═══ SELECTION

Best K for chroma_cens features: 9 with cross-validation score: 0.2663888888888889
Best K for chroma_cqt features: 13 with cross-validation score: 0.27361111111111114
Best K for chroma_stft features: 13 with cross-validation score: 0.30194444444444446
Best K for mfcc features: 15 with cross-validation score: 0.46611111111111103
Best K for rmse features: 15 with cross-validation score: 0.23555555555555552
Best K for spectral_bandwidth features: 15 with cross-validation score: 0.29083333333333333
Best K for spectral_centroid features: 11 with cross-validation score: 0.32166666666666666
Best K for spectral_contrast features: 12 with cross-validation score: 0.40861111111111115
Best K for spectral_rolloff features: 12 with cross-validation score: 0.3061111111111111
Best K for tonnetz features: 6 with cross-validation score: 0.2725000000000001
Best K for zcr features: 14 with cross-validation score: 0.30583333333333335
Validation accuracy with combined KNN models: 0.4725


# Stacked Models

## RF and KNN Stacked

In [9]:
from sklearn.linear_model import LogisticRegression
from sklearn.metrics import accuracy_score
import numpy as np

# Prepare the data for the meta-model
# Generate predictions from RF and KNN models on the validation set
X_meta_train = np.hstack([
    np.concatenate([
        model.predict_proba(val_feature_subsets[feature_name])[:, :, np.newaxis]  # Add a new axis for stacking
        for model in (best_rf_models[feature_name], best_knn_models[feature_name])
    ], axis=2).mean(axis=2)  # Average predictions from RF and KNN models for each feature subset
    for feature_name in feature_subsets.keys()
]).reshape(len(Y_val), -1)  # Reshape to have a standard 2D array

# Train the meta-model
meta_model = LogisticRegression(random_state=42)
meta_model.fit(X_meta_train, Y_val)

# Prepare test data in a similar manner
X_meta_test = np.hstack([
    np.concatenate([
        model.predict_proba(test_feature_subsets[feature_name])[:, :, np.newaxis]
        for model in (best_rf_models[feature_name], best_knn_models[feature_name])
    ], axis=2).mean(axis=2)
    for feature_name in feature_subsets.keys()
]).reshape(len(Y_test), -1)

══════
═══ DATASET EXTRACT

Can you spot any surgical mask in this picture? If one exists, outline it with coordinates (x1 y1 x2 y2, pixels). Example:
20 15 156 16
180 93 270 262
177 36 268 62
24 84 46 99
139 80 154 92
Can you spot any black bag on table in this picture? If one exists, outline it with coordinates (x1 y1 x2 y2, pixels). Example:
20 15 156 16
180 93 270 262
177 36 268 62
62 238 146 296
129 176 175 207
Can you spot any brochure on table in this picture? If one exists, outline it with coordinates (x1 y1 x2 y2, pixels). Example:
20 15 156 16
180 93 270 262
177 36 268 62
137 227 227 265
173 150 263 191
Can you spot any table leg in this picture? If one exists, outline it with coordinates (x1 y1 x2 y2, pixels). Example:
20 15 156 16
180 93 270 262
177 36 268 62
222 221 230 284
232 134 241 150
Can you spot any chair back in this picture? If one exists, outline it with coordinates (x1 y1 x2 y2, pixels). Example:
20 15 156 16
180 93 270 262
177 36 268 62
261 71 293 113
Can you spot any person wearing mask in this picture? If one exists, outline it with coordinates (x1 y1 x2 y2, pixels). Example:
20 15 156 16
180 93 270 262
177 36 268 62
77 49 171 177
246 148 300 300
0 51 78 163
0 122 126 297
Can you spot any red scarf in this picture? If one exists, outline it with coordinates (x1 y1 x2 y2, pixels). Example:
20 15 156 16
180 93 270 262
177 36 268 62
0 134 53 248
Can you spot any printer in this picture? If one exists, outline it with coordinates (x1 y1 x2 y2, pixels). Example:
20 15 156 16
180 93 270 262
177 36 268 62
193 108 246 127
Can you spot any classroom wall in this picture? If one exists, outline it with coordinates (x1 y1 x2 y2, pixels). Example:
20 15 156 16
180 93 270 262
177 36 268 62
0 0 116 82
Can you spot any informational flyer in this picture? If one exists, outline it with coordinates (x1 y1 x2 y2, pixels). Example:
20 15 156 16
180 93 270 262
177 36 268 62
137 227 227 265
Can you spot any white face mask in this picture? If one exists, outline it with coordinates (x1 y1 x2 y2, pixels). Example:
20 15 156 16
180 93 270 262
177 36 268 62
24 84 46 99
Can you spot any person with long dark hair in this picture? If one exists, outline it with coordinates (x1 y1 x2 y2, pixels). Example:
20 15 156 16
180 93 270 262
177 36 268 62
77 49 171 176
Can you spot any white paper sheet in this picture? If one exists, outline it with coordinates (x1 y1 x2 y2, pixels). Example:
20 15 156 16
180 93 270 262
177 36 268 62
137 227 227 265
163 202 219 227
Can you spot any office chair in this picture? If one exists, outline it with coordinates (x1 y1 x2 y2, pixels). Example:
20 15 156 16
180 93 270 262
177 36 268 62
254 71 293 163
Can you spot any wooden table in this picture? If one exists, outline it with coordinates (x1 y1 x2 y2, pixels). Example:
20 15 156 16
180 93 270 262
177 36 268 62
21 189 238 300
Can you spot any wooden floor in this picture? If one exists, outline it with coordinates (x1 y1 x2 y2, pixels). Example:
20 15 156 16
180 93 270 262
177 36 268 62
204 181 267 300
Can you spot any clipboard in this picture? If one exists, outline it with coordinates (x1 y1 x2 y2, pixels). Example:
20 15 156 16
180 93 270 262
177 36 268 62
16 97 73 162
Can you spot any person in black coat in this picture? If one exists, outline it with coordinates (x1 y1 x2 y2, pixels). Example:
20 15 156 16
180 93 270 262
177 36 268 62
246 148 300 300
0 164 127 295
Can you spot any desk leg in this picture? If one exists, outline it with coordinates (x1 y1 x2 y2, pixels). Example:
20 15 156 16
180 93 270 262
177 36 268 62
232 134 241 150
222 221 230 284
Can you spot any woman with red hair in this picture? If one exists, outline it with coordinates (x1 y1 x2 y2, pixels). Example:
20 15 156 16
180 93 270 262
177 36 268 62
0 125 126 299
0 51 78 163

══════
═══ DATASET EXTRACT

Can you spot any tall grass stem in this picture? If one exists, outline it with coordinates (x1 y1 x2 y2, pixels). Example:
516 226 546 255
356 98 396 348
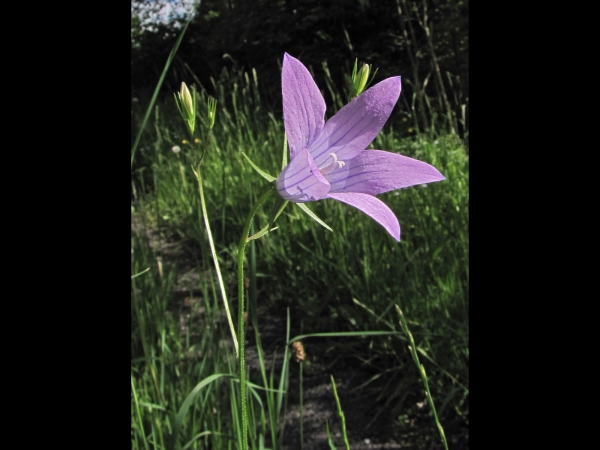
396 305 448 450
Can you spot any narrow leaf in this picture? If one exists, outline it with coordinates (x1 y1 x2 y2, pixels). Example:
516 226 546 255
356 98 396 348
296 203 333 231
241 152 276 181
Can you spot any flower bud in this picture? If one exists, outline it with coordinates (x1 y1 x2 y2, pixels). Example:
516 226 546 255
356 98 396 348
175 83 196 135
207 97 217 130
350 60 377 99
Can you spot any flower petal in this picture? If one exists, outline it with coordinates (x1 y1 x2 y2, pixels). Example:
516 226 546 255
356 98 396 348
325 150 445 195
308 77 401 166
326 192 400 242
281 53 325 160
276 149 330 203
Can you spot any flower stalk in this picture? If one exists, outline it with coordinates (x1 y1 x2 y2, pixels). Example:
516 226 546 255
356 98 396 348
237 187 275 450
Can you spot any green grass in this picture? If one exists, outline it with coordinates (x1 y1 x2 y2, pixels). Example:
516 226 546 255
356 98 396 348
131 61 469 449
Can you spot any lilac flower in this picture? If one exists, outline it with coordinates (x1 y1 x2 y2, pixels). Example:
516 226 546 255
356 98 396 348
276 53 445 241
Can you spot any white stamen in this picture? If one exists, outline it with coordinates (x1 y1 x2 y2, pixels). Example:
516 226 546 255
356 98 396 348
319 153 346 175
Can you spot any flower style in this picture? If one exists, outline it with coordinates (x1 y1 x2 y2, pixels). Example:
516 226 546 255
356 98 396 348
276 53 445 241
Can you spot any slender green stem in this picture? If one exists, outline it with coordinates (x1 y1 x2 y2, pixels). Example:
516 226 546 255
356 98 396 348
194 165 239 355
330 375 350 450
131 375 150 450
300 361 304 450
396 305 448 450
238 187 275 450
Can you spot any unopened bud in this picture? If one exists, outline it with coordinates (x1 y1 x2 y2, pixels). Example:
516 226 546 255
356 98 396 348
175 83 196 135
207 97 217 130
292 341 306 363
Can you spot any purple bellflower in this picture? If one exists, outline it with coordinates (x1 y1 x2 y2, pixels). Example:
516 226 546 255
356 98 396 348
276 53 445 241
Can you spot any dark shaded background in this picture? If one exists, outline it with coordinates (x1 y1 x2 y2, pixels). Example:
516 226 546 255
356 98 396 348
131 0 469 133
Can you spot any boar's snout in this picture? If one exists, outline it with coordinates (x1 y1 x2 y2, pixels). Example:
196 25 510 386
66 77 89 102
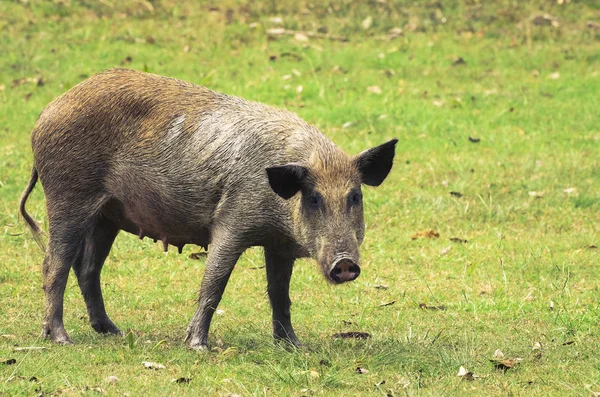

══════

* AIM A *
For the notebook excerpt, decide whether each statement agrees with it: (i) the best K for mfcc features is 15; (ii) the meta-model is trained with logistic regression; (iii) the best K for tonnetz features is 9. Answer yes or no for each, quoting the deciding words.
* AIM B *
Output the lines of the entries from the line with "Can you spot any lilac" up to and including the line with "238 187 275 450", exactly as they appear.
The notebook excerpt and the entries are separate material with no connection to each other.

* CORRECT RESPONSE A *
(i) Yes: "Best K for mfcc features: 15"
(ii) Yes: "meta_model = LogisticRegression(random_state=42)"
(iii) No: "Best K for tonnetz features: 6"

* CORRECT RESPONSE B *
Can you spot any lilac flower in this picture? If one exists, outline it with coordinates (x1 y1 x2 y2, pixels). Example:
516 226 546 255
356 98 396 348
276 53 445 241
Can you spot any white stamen in this picture? If one exists, outline it with coordinates (x1 y1 x2 y2, pixels). Example:
516 226 546 255
356 98 396 348
319 153 346 175
Can you spot any flower style in this picture? If one exists, outline it with coordinates (x1 y1 x2 y2, pixels). Example:
516 226 546 255
356 98 396 348
276 53 445 241
Can you spot any slender green stem in this picture? If one exists, outline it with coordinates (x1 y1 x2 y2, pixels). Example:
516 226 546 255
356 98 396 348
194 165 239 355
330 375 350 450
131 375 150 450
300 361 304 450
396 305 448 450
238 187 275 450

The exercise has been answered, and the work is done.